LIST OF TASKS
• a. Return the passage on reverse book snobbery from "In a similar" up to and including "what it does.)".
• b. Answer these questions from the passage on reverse book snobbery, each on its own line:
(i) What does the passage say the majority of book snobs seem to be?
(ii) According to the passage, which stores cater to the lowest common denominator?
(iii) What reason does the passage give for the biggest online booksellers tending to have some of everything?
• c. Write what comes next in the passage on reverse book snobbery, starting after its final sentence.

SELECTED PASSAGE
%%

The general idea regardless of specific wording is that books, like magic, are a crutch, and are therefore useless except to the rank beginner.
This seems to be the inverse of the book snob, the person who is an armchair magician and specializes in telling people what books are better than others--without actually ever having practiced magic or used any of the religious material. (Book snobs come in flavors other than "pagan", too, but I want to keep my focus here.)
The reverse book snob thinks those who have books aren't doing it right, or who are less accomplished and mature than those who are book-less. Not surprisingly, the majority of book snobs seem to be newer to paganism.
In a similar manner to the way some newbies will eschew magic in an attempt to seem more advanced, book snobs in this demographic will often claim that they have managed to discover the secrets of magic and spirituality without ever cracking a book. (This sometimes leads to some rather....ah.... interesting claims of how their magic works and what it does.)
Another inspiration for reverse book snobbery is the plethora of 101-level titles that are on the shelves. There is some weight to this argument, at least more than the "You can't get anything out of books" argument.
If you walk into your local chain bookstore, chances are that their New Age/etc. section is going to be stuffed full of 101-level books. There's a reason for this. Chain bookstores cater to the lowest (though this shouldn't be interpreted as stupidest) common denominator. They need their books to appeal to as wide a range of people as possible in order to stay in business. This means that they're going to carry titles that will sell the most copies.
In pagan book terms, this means that the most basic books, the ones that even a curious non-pagan can understand, will have the best sales.
Unfortunately, the chain stores are the source of the most sales for a lot of publishers, pagan ones included. This means that they determine a lot of what will sell. I know that a lot of people call for intermediate to advanced books. I have, too. The problem with getting them out there is that there often isn't enough demand from the chain stores. And while some independent pagan and occult shops do have decent book selections, others are content to offer the usual 101 suspects and leave it at that.
This means that finding the more advanced texts can be tougher. Even when publishers offer them, the shops may not want to carry them. The Internet gives people a better chance at finding these books; the biggest booksellers online tend to have some of everything, partly because they don't have to worry about maintaining a brick and mortar presence.

%%

RAW DATA
%%

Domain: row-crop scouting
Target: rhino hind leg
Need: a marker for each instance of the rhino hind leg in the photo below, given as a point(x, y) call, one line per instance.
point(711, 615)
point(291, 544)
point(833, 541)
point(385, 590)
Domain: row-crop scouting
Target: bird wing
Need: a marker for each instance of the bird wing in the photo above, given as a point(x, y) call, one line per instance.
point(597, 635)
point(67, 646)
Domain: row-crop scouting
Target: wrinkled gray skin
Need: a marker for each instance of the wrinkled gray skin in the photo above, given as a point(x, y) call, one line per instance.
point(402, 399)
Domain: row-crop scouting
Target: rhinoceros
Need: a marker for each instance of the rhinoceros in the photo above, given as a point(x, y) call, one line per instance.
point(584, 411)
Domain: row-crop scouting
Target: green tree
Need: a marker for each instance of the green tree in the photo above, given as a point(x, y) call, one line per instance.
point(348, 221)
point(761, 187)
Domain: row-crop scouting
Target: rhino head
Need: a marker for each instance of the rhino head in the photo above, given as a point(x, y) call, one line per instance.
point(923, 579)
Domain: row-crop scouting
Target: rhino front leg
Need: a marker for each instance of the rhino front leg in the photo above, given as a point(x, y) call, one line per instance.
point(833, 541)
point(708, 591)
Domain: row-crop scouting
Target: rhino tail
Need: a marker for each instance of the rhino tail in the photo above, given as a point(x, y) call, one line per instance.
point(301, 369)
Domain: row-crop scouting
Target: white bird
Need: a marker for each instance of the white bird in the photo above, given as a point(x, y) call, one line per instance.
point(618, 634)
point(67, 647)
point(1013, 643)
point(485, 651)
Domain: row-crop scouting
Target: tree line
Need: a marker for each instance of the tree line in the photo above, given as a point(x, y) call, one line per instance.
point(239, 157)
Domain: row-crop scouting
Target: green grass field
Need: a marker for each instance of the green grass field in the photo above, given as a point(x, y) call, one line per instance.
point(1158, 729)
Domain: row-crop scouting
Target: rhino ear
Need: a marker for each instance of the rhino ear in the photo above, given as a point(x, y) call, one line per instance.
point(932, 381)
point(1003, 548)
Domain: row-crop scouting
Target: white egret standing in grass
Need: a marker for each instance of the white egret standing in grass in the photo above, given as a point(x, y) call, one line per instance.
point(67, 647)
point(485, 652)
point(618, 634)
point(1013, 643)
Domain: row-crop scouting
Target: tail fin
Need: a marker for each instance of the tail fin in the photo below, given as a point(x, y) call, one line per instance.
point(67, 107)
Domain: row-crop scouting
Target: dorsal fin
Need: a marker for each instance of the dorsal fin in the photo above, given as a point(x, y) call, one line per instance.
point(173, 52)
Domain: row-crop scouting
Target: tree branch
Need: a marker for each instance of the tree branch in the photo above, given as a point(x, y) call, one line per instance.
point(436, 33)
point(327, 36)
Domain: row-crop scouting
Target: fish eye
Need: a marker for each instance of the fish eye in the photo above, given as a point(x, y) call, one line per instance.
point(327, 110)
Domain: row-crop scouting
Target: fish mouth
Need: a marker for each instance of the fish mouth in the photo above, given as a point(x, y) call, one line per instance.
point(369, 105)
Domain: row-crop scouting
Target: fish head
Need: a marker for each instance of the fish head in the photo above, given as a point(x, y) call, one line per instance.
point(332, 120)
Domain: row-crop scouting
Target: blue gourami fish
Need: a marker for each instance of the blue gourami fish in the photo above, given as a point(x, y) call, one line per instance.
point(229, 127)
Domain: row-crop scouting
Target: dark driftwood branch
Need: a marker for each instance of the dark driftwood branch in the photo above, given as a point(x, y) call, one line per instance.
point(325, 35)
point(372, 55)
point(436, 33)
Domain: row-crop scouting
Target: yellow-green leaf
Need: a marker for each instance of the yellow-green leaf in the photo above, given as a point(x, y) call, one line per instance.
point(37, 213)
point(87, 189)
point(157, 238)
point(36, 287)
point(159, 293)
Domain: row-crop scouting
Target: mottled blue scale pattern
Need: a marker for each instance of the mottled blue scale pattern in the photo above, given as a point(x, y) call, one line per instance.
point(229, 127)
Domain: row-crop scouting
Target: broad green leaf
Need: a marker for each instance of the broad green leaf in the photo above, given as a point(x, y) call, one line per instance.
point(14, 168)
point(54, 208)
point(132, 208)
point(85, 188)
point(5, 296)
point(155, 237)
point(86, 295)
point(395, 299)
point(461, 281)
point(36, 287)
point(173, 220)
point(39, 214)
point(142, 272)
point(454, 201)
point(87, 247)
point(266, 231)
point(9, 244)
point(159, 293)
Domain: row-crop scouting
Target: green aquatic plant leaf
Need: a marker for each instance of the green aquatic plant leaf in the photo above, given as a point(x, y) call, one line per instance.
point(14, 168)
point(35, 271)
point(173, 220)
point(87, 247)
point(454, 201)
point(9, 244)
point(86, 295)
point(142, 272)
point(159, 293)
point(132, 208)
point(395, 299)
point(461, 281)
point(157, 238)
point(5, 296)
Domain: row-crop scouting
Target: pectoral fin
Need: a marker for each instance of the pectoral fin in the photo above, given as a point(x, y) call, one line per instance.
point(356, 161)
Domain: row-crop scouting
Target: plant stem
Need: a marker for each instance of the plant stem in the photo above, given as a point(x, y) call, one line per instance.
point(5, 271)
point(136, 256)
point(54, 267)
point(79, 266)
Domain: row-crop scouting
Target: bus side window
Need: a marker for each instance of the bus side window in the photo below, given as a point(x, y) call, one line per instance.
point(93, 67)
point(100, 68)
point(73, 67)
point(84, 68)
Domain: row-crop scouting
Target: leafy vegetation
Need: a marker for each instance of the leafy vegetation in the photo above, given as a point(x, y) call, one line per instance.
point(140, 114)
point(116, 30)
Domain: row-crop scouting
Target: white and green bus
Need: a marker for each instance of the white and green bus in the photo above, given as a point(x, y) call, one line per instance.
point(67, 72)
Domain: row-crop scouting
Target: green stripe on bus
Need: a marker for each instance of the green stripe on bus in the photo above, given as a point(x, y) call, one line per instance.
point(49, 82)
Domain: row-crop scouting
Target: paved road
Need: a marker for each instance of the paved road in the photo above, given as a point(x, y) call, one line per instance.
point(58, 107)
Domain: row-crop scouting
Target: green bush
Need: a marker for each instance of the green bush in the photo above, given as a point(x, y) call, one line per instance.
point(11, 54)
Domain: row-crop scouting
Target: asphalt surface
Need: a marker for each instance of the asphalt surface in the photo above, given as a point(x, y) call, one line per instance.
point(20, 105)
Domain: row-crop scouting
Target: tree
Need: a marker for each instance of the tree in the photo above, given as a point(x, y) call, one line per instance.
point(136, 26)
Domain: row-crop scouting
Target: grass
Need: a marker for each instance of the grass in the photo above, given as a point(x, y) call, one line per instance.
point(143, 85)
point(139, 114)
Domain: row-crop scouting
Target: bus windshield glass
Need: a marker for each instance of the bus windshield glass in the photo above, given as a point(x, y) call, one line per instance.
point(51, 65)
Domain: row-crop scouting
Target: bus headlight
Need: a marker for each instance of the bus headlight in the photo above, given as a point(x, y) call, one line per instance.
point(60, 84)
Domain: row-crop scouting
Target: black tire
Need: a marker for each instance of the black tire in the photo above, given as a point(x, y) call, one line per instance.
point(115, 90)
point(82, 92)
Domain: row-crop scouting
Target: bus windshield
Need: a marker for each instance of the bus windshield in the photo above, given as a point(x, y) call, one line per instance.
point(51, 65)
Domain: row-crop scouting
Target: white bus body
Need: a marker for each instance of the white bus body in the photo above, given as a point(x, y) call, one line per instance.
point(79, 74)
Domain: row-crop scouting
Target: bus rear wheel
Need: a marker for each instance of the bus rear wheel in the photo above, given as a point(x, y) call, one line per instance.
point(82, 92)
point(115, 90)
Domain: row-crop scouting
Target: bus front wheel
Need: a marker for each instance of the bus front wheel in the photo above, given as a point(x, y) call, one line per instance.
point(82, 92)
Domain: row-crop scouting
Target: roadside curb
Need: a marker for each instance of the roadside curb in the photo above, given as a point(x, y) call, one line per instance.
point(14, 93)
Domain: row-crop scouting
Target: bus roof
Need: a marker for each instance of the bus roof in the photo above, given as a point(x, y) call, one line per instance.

%%

ANSWERS TO THE TASKS
• a.
In a similar manner to the way some newbies will eschew magic in an attempt to seem more advanced, book snobs in this demographic will often claim that they have managed to discover the secrets of magic and spirituality without ever cracking a book. (This sometimes leads to some rather....ah.... interesting claims of how their magic works and what it does.)

• b.
(i) Newer to paganism.
(ii) Chain bookstores.
(iii) Partly because they don't have to worry about maintaining a brick and mortar presence.

• c.
Additionally, they can offer books they don't actually have in physical stock, and show information for books that they can then special order once an online order is placed. Still, figuring out what's out there beyond 101 and how to get it can take some work.
Reverse book snobs, as a general rule, don't like work (if it were otherwise, they might take some of the advice I'm about to dispense below, albeit with a potential grain of salt which is a good thing to have anyway).
So what's the best way to prove the reverse book snobs wrong?
Well, they say that success is the best revenge. While I'm not out to get revenge on anyone, I can say that the bulk of my education in paganism and magic in the past decade and change, other than my own personal experience, has been through books. The key is in knowing how to use books. They're not for spoon-feeding. All a book is is a method of conveying information.
For instance, I am a published author. I can't go around to every pagan and explain to him or her, over and over again, what I want to share. However, if I write a book and do it well, I can effectively share the information with anyone who reads the book. As with any information, though, I can't control what the person does with the material. It's up to the individual reader to determine the significance of the material and how it works in with his/her own experience and practice.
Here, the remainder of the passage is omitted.